### [TASK INPUTS]
- - - - -

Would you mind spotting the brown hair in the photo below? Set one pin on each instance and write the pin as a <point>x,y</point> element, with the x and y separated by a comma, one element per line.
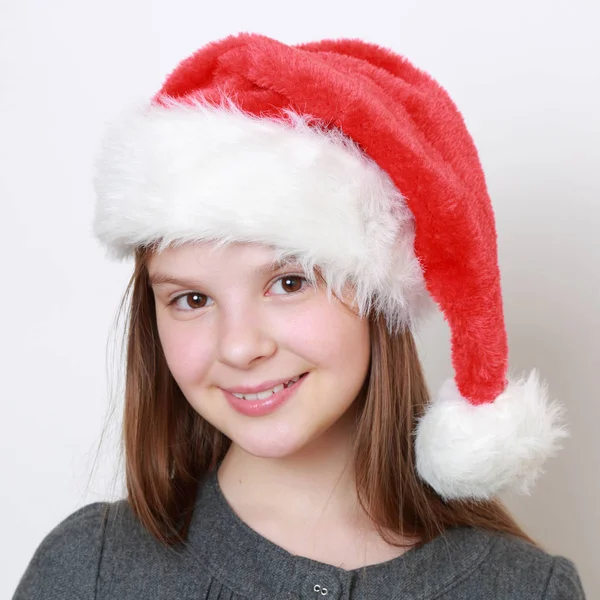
<point>169,447</point>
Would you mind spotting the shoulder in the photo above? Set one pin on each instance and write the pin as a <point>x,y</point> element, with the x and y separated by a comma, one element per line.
<point>65,564</point>
<point>514,568</point>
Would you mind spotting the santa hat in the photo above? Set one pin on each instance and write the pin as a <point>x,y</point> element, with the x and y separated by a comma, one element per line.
<point>344,155</point>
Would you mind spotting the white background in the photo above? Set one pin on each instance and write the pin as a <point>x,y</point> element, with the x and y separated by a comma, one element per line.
<point>525,75</point>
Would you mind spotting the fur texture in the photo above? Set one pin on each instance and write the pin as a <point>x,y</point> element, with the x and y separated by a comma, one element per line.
<point>346,156</point>
<point>194,172</point>
<point>468,451</point>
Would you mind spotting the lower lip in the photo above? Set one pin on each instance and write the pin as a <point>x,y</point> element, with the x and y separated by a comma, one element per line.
<point>259,408</point>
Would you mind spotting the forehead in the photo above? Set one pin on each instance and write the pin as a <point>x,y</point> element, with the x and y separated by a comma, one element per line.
<point>211,257</point>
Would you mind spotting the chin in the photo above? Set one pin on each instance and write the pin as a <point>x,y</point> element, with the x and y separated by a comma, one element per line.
<point>274,444</point>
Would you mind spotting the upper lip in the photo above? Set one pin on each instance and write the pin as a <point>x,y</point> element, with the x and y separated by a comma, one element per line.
<point>254,389</point>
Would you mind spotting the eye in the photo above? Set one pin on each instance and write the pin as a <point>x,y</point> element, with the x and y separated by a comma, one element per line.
<point>193,301</point>
<point>291,284</point>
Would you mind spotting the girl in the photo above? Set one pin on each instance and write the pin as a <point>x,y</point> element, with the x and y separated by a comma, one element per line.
<point>294,212</point>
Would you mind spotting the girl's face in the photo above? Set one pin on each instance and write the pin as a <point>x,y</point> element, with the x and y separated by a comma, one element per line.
<point>232,320</point>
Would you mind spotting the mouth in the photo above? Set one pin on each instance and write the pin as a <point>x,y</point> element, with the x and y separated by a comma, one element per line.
<point>267,393</point>
<point>264,403</point>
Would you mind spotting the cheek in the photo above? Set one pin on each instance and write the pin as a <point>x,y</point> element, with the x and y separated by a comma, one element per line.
<point>331,338</point>
<point>187,353</point>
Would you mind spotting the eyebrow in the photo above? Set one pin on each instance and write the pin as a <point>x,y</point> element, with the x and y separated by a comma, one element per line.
<point>158,278</point>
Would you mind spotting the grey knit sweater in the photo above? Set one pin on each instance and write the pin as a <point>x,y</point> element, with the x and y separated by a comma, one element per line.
<point>102,552</point>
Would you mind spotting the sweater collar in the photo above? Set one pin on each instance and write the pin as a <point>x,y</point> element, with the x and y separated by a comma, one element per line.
<point>254,567</point>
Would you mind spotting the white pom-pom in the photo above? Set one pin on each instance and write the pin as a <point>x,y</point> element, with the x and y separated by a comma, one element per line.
<point>468,451</point>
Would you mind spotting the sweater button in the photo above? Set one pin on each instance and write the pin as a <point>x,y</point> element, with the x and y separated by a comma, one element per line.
<point>321,585</point>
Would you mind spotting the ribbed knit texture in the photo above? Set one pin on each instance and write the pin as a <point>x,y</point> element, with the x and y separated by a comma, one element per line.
<point>101,552</point>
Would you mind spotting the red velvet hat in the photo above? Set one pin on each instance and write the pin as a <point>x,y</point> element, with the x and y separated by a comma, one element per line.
<point>346,156</point>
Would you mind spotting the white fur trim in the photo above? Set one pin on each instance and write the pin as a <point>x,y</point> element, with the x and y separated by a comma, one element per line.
<point>193,173</point>
<point>468,451</point>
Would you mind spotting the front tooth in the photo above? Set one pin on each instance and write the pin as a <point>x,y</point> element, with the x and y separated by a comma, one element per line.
<point>261,395</point>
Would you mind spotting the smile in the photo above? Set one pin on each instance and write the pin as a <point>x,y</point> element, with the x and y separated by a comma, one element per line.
<point>265,402</point>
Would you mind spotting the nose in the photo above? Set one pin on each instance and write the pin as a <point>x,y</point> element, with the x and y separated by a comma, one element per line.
<point>244,338</point>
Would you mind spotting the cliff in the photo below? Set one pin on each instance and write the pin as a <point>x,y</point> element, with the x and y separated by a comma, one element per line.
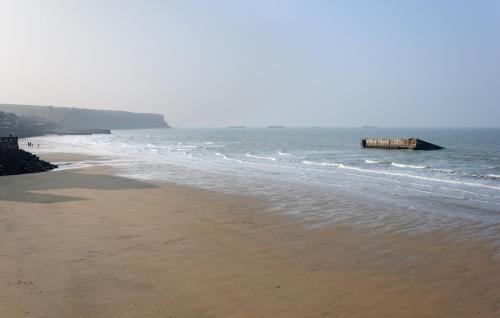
<point>82,119</point>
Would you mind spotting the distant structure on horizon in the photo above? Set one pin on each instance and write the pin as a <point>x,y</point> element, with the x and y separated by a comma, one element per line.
<point>398,143</point>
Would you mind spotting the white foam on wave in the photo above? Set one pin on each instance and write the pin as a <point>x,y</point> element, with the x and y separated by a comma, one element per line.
<point>398,174</point>
<point>259,157</point>
<point>373,161</point>
<point>402,165</point>
<point>324,164</point>
<point>227,158</point>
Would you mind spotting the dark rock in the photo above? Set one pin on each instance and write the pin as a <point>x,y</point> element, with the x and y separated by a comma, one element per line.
<point>16,161</point>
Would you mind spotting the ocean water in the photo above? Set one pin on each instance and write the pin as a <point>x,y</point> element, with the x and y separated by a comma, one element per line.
<point>321,174</point>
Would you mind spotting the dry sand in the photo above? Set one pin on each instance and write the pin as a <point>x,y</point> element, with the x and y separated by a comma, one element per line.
<point>89,244</point>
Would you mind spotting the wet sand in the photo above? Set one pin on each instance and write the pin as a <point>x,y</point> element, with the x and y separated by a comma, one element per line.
<point>89,244</point>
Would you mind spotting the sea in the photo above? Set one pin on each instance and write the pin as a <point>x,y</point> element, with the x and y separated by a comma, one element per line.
<point>321,175</point>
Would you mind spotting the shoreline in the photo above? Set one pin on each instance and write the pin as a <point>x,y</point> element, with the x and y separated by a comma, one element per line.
<point>86,243</point>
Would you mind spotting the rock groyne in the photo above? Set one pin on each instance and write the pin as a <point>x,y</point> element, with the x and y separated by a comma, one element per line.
<point>16,161</point>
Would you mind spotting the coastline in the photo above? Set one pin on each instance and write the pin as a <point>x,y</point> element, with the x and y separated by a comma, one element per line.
<point>86,243</point>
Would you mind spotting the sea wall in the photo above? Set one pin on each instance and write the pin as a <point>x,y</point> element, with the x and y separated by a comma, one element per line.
<point>17,161</point>
<point>9,143</point>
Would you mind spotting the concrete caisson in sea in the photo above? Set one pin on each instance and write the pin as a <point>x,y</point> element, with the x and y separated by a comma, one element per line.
<point>398,143</point>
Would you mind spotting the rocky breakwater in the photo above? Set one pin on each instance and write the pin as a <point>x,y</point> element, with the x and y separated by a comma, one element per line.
<point>17,161</point>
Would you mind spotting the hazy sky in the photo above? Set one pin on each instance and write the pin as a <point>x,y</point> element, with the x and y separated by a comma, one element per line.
<point>217,63</point>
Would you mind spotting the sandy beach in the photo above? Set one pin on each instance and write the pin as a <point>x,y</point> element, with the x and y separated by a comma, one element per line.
<point>86,243</point>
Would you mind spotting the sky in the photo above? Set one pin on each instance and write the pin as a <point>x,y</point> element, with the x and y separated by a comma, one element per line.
<point>256,63</point>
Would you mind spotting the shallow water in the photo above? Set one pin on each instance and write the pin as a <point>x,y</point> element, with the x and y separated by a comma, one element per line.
<point>322,174</point>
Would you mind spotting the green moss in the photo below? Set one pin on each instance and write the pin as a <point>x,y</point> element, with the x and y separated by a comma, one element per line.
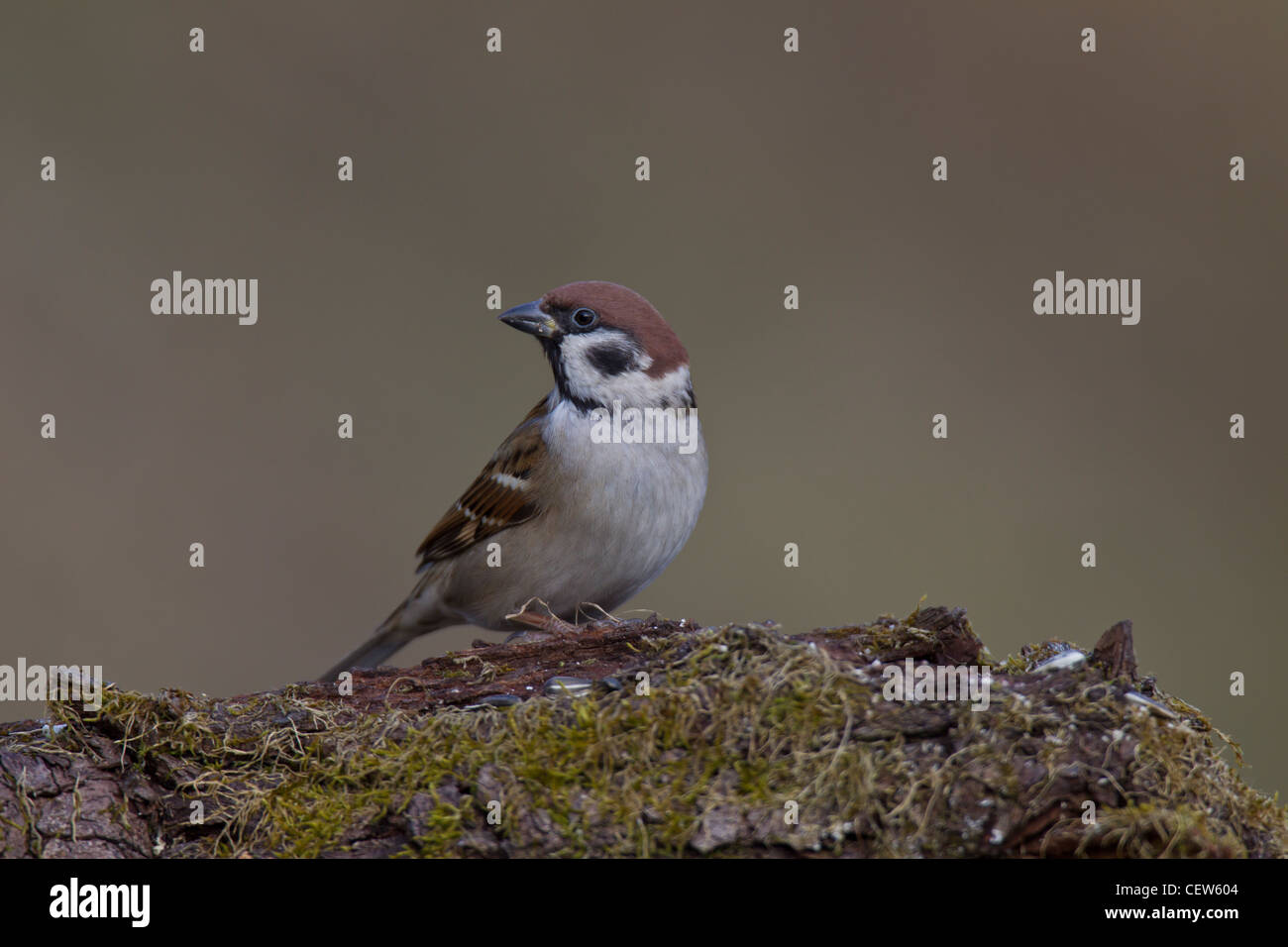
<point>741,727</point>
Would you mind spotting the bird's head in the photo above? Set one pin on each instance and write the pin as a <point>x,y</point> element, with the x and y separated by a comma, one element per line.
<point>606,343</point>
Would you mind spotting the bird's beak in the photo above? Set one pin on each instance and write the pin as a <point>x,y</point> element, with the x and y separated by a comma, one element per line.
<point>529,318</point>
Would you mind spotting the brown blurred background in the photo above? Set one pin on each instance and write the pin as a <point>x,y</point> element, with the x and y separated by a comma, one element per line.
<point>768,169</point>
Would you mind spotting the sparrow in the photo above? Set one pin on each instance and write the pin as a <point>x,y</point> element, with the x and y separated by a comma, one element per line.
<point>562,514</point>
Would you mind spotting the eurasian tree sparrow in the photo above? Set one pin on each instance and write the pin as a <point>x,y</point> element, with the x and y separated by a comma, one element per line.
<point>579,521</point>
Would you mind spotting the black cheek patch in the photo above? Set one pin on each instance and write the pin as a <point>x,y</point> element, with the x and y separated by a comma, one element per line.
<point>610,360</point>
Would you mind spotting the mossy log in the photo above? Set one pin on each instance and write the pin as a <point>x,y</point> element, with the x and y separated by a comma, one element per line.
<point>656,738</point>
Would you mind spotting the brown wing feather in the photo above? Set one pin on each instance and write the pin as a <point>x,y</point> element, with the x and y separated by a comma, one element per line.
<point>489,506</point>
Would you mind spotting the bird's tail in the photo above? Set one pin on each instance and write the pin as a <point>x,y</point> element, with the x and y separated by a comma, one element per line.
<point>391,635</point>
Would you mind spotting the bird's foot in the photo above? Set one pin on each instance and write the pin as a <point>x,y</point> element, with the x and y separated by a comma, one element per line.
<point>548,621</point>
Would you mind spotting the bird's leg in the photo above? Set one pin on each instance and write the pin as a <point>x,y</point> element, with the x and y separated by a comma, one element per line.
<point>549,621</point>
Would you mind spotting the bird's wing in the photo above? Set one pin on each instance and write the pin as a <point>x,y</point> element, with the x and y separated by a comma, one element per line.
<point>497,499</point>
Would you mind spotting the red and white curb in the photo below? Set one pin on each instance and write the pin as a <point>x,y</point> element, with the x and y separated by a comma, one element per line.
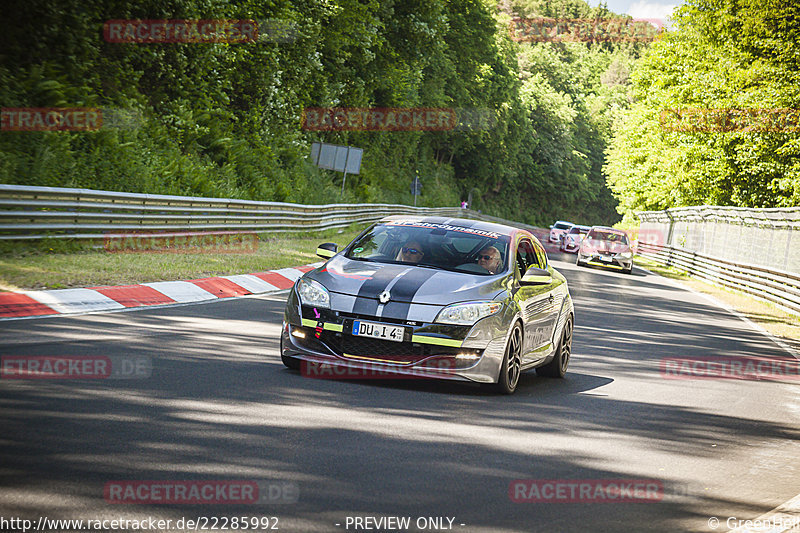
<point>26,304</point>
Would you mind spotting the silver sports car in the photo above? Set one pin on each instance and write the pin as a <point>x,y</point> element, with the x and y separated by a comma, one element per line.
<point>433,297</point>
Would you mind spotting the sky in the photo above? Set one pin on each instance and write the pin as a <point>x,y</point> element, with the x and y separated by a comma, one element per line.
<point>645,9</point>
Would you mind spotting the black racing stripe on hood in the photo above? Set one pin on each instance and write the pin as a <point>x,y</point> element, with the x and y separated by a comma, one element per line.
<point>367,298</point>
<point>403,293</point>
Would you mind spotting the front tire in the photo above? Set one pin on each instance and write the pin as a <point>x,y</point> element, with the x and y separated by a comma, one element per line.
<point>290,362</point>
<point>558,366</point>
<point>512,362</point>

- - - - -

### [WHAT THIS TASK INVOLVES]
Recast everything from the start of the data down to the line containing "<point>169,447</point>" as a two-column CSV with the headers instruction and response. Give one row per instruction, put each field in quotation marks, turn line breaks into spaces, and leave the picture out.

### [RESULT OF THIS EXERCISE]
instruction,response
"Would you mind spotting the brown hair in the photo below? Set one pin on each instance and write the pin as a <point>x,y</point> element, with the x and y separated by a comma, one element per line.","<point>169,447</point>"